Reproduce the records below, from the line containing "Put a point on every instance of the player's outstretched" through the end of the records, substituting "athlete's" for every occurrence of "player's" and changing nothing else.

Supplied material:
-- Start --
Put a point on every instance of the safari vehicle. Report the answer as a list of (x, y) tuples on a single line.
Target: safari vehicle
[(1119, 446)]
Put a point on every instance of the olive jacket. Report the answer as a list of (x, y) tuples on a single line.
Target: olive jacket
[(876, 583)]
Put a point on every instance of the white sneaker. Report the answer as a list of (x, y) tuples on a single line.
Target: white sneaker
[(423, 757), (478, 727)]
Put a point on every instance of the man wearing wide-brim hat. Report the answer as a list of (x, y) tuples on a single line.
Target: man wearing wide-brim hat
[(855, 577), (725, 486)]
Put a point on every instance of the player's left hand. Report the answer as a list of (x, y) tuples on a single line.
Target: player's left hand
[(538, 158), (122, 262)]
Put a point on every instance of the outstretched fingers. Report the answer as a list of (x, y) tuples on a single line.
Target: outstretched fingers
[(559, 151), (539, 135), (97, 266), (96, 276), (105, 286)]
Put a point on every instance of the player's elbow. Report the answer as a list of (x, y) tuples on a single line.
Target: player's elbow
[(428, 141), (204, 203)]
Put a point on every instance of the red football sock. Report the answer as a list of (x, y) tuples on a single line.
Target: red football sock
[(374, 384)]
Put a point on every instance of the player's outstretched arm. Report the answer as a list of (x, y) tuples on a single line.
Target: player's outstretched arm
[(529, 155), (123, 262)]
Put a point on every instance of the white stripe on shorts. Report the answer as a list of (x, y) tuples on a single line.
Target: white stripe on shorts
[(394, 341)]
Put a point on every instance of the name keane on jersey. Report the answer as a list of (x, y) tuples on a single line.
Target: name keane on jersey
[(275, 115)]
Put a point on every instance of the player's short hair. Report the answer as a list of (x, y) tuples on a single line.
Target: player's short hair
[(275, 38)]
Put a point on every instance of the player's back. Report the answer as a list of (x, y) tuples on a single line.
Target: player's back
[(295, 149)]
-- End --
Written response:
Put a point on every instance of the athlete's outstretched arm. Report the answer as a list of (x, y) tuples on a single line.
Target: athlete's outstretched arm
[(529, 155), (123, 262)]
Put a point on every instance of the white stripe on shorts. Report the answer as a list of (x, y) tuples on a single line.
Target: white stripe on shorts
[(394, 341)]
Put a point on every instance of the name keane on jersey. Report the answer as a list of (x, y) tuples on a single line.
Target: name keane on jersey
[(275, 115)]
Put a point on every instance of the athlete's short hair. Report the answer as a list of (x, y) tuples on a single line.
Target: athlete's short hair
[(275, 38)]
Put a point on every instance of the athlete's back. Report the answer as a list of (x, y) tuples on a single line.
Target: athlete's back
[(295, 149)]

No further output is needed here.